▸ **Given task**:
Lay out every one of the entries below as a two-column CSV headed entry and answer, with one row per entry. Put each entry's text and its answer in its own quoted field, and turn line breaks into spaces.

• • • •

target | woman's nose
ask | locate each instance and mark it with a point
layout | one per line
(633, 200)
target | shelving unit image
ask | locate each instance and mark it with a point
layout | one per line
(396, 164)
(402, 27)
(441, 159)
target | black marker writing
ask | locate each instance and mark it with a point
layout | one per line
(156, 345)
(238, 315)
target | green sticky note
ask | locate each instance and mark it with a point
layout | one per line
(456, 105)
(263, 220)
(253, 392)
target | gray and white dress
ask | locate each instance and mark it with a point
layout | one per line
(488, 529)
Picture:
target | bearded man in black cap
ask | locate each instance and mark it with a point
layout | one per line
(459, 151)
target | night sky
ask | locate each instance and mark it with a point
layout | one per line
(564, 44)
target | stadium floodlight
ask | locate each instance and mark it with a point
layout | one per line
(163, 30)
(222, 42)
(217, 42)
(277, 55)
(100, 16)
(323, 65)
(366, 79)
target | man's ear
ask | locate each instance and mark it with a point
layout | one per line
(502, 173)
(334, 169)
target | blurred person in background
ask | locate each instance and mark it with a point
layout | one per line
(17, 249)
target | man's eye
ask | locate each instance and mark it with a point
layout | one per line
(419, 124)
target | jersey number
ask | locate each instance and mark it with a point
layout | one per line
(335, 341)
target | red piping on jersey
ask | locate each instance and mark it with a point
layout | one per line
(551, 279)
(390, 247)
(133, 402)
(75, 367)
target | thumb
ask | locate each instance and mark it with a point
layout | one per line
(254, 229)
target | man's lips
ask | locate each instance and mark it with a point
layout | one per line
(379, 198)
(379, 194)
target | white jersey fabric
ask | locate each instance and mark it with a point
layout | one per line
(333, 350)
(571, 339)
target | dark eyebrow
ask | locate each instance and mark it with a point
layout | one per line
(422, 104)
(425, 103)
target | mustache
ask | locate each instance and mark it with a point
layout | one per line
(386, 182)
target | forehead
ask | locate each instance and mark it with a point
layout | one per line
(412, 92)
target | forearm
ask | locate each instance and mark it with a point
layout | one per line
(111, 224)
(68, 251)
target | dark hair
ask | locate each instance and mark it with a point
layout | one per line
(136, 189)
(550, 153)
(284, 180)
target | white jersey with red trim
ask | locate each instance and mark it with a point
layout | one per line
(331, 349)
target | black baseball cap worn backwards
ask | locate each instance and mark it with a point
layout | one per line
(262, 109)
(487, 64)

• • • •

▸ **Answer to this problem**:
entry,answer
"target | woman's nose ask | locate each instance and mark it with a point layout | one per line","(633, 200)"
"target | shelving unit image ask | locate each instance and mark it with a point layout | one per line","(396, 164) (402, 27) (441, 159)"
"target | black marker writing ask | locate each instance and mark it with a point layout | one per line","(156, 345) (238, 315)"
"target | green sticky note ask | locate each instance and mark it with a point layout | one per line","(456, 105) (263, 220) (253, 392)"
"target | gray and white dress ask | locate each instance and mark it with a point layout | one per line","(488, 529)"
"Picture: target | bearded man in black cap ask | locate each instance and mark it with a point layout | one per line","(459, 151)"
"target | night sky ask | locate each instance and mark it with a point layout | one per line","(564, 44)"
"target | stadium floodlight ask | locate each instance and mark it with a point layout | one per line","(163, 30) (222, 42) (217, 42) (277, 55) (100, 16) (323, 65) (366, 79)"
"target | man's ear ask | locate each instance and mark it with a point layout | one per line","(502, 173) (334, 169)"
"target | blurred person in background ask | locate each instance and mark it with a point layout | one per line","(17, 249)"
"target | man's eye ask | locate each instance and mark it with a point layout | one per line","(419, 124)"
"target | jersey number ask | locate each instance and mark it with a point layout | one per line","(335, 341)"
"target | red piping on jersey ask | locate each instance and mark it with a point layout | one per line","(551, 279) (390, 247) (133, 402) (75, 367)"
"target | thumb ask | locate each instance and mark it with a point layout | one per line","(254, 229)"
"target | man's lips ask | locate each instance and mark it with a point layout | one per line","(379, 198) (379, 194)"
"target | white jersey fabric ask | locate each instance and mark it with a point layout | one per line","(333, 350) (571, 339)"
"target | dark eyebrow ask | locate each instance and mark it with a point layout | one per line","(422, 104) (425, 103)"
"target | mustache ask | locate each instance and mark it with a point layout | one per line","(386, 182)"
"target | forehead ask | locate each instance and mark it with a point layout | one per line","(412, 92)"
"target | forearm ask | locate each instance and mark it with a point layout | one per line","(111, 224) (68, 251)"
"target | dark hair ask | locate each instance and mark it with a point layout | one per line","(136, 189) (550, 153) (284, 180)"
"target | white jersey with red trim ask | locate each instance and mark it with a point layout | one per line","(331, 349)"
"target | black baseball cap worn backwards ask | locate each instance and mark it with a point layout | one per line","(262, 109) (487, 64)"